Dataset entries
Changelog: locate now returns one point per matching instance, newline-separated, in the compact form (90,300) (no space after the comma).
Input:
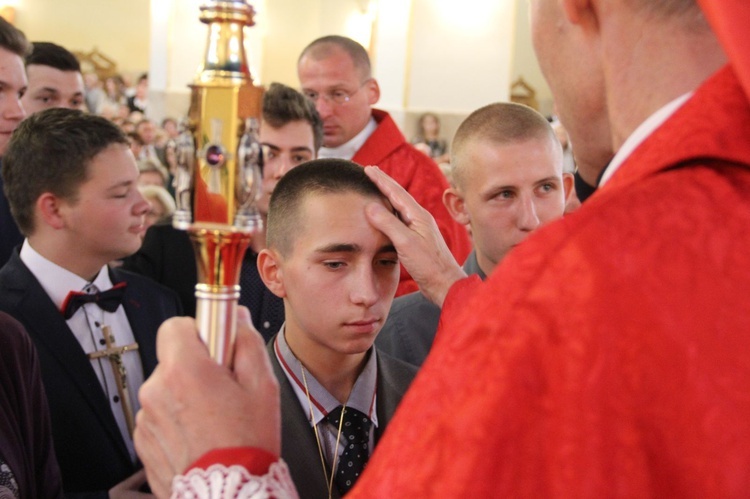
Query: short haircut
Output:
(499,123)
(50,152)
(13,39)
(322,47)
(319,176)
(52,55)
(283,104)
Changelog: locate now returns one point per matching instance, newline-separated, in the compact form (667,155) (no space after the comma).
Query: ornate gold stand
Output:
(218,179)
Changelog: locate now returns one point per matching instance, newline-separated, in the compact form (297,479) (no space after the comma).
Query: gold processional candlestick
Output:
(218,180)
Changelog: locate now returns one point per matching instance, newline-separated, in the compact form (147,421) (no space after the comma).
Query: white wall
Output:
(437,55)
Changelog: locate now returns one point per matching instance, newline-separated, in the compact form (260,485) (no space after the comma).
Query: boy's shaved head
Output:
(321,176)
(499,123)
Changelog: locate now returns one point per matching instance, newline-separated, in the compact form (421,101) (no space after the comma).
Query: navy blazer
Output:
(298,445)
(91,452)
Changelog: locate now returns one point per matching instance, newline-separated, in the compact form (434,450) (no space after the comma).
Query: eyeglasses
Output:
(338,96)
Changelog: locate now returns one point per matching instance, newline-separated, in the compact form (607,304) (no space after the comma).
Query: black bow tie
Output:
(107,300)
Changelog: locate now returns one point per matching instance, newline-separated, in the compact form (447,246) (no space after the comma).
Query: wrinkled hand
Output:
(191,405)
(419,244)
(130,487)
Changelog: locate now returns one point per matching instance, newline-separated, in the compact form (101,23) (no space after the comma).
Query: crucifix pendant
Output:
(114,354)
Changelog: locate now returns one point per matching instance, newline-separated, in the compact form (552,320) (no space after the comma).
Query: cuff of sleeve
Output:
(256,461)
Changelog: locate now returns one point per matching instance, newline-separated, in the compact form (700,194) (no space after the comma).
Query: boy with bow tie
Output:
(71,182)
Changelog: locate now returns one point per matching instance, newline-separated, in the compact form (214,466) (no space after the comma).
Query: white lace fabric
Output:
(234,482)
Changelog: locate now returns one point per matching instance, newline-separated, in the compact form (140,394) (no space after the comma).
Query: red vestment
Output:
(608,354)
(420,176)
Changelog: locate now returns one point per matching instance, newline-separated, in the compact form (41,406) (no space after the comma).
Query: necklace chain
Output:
(329,480)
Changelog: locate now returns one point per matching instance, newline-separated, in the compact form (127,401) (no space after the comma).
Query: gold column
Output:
(219,171)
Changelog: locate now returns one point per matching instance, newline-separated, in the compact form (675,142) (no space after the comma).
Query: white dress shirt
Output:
(86,325)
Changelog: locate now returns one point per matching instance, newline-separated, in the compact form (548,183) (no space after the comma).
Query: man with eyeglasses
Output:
(334,72)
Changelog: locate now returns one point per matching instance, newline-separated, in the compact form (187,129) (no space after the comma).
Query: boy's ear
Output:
(271,272)
(454,202)
(50,210)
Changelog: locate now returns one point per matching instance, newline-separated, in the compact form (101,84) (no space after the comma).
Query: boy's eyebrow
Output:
(387,248)
(552,178)
(340,248)
(124,183)
(353,248)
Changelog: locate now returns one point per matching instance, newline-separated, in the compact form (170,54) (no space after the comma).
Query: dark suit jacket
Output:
(25,430)
(10,236)
(298,445)
(88,443)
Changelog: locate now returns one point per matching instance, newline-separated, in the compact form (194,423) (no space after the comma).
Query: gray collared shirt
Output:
(363,396)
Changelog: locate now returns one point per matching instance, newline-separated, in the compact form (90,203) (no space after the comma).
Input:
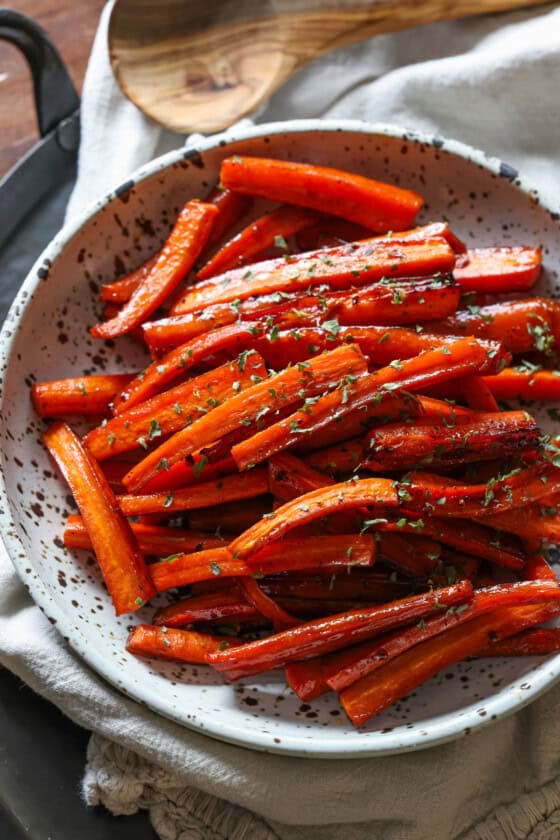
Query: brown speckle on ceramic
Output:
(45,337)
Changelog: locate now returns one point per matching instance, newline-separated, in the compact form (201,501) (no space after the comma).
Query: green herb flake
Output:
(155,430)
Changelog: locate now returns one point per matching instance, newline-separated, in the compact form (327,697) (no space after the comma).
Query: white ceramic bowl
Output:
(45,337)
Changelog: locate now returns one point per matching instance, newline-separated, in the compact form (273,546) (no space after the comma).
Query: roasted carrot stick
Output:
(341,267)
(360,586)
(489,436)
(340,459)
(329,554)
(306,679)
(393,303)
(152,539)
(539,520)
(375,692)
(409,374)
(538,642)
(528,383)
(344,668)
(84,395)
(498,269)
(121,290)
(191,471)
(209,606)
(208,493)
(257,237)
(231,518)
(331,231)
(231,208)
(318,637)
(267,607)
(478,395)
(187,239)
(520,325)
(426,492)
(314,505)
(373,204)
(416,556)
(463,535)
(168,412)
(234,338)
(176,645)
(115,546)
(276,392)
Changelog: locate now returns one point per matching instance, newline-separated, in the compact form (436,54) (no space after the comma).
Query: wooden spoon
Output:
(200,65)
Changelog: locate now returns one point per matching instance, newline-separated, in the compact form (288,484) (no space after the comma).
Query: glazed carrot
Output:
(275,392)
(375,692)
(184,569)
(231,518)
(266,606)
(190,471)
(258,236)
(121,290)
(327,555)
(115,546)
(415,556)
(85,395)
(340,459)
(423,443)
(289,477)
(373,204)
(538,642)
(391,304)
(383,303)
(152,539)
(211,606)
(208,493)
(176,645)
(178,255)
(520,325)
(360,586)
(498,269)
(170,411)
(540,520)
(344,668)
(432,494)
(528,383)
(331,231)
(478,395)
(306,679)
(234,338)
(409,374)
(337,552)
(320,636)
(312,506)
(341,267)
(231,208)
(463,535)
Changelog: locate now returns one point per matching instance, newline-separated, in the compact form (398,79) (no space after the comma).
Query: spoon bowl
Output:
(194,66)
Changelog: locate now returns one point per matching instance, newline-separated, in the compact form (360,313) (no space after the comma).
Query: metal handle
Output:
(55,95)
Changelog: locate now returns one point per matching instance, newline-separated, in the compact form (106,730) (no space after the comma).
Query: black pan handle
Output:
(55,95)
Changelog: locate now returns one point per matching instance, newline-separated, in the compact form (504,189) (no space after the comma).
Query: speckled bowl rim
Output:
(437,730)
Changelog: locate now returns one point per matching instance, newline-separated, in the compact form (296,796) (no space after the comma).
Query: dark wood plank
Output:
(71,26)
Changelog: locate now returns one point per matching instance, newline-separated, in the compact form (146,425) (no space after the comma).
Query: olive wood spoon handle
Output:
(200,65)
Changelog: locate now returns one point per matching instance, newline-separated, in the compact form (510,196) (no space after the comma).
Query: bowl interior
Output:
(45,337)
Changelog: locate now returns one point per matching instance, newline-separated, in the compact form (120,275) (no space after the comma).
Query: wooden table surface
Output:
(71,24)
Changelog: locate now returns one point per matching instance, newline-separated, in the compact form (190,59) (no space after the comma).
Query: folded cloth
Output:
(492,82)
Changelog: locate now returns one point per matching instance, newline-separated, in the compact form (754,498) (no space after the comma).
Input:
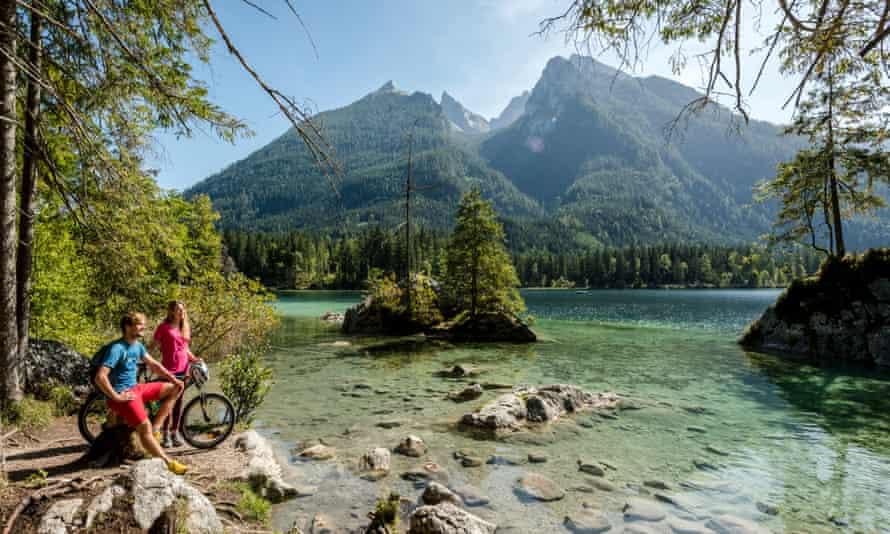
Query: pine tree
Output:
(480,276)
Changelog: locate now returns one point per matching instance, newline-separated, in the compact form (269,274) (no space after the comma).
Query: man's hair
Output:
(131,318)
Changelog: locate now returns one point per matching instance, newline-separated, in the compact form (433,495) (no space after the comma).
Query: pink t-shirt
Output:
(174,348)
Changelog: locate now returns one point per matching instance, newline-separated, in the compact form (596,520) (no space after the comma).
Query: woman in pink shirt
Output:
(173,336)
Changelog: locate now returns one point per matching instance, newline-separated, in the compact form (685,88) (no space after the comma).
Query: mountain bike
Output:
(207,419)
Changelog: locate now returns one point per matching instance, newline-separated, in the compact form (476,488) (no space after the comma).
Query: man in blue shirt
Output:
(116,370)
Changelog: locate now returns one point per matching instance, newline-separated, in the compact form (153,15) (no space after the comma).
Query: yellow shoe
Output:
(177,468)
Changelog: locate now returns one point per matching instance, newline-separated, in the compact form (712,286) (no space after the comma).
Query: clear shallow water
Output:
(813,443)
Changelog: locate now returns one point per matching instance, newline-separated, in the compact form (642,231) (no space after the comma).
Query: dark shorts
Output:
(133,412)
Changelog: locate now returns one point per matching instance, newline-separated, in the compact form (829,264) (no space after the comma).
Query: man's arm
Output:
(159,369)
(105,386)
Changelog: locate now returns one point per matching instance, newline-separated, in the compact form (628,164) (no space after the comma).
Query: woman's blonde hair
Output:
(184,327)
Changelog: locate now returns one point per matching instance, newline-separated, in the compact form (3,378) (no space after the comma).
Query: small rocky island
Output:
(386,311)
(842,314)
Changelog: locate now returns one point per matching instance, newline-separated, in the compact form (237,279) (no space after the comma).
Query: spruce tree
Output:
(480,276)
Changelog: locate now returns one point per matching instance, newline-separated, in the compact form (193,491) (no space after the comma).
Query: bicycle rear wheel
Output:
(207,420)
(92,416)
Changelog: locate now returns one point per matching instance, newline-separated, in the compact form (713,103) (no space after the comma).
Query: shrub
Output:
(63,400)
(246,381)
(29,413)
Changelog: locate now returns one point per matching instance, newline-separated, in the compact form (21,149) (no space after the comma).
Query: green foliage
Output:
(278,187)
(834,179)
(63,400)
(37,479)
(228,313)
(480,276)
(252,506)
(29,413)
(386,513)
(245,381)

*YOUR INSTRUCTIONS*. For the lines above, output exactly those from the line containing "Query: roasted carrot stick" through the line containing "Query: glazed carrot", and skip the others.

*YOUR RESPONSE*.
Query: roasted carrot stick
Output:
(341,267)
(360,586)
(489,436)
(340,459)
(329,554)
(306,679)
(393,303)
(152,539)
(539,520)
(375,692)
(409,374)
(538,642)
(528,383)
(344,668)
(84,395)
(498,269)
(121,290)
(191,471)
(209,606)
(208,493)
(257,237)
(231,518)
(331,231)
(231,208)
(318,637)
(267,607)
(478,395)
(187,239)
(520,325)
(426,492)
(314,505)
(373,204)
(416,556)
(463,535)
(168,412)
(234,338)
(176,645)
(115,546)
(276,392)
Changelog: locate now returns one point per matching instance, newline-separated, in the compact form (436,54) (no space after the comma).
Query: wooden spoon
Output:
(200,65)
Changelog: locate now returns one point per matching instance, newline-separated, in the compact form (288,484) (no space after the comma).
Query: glazed carrot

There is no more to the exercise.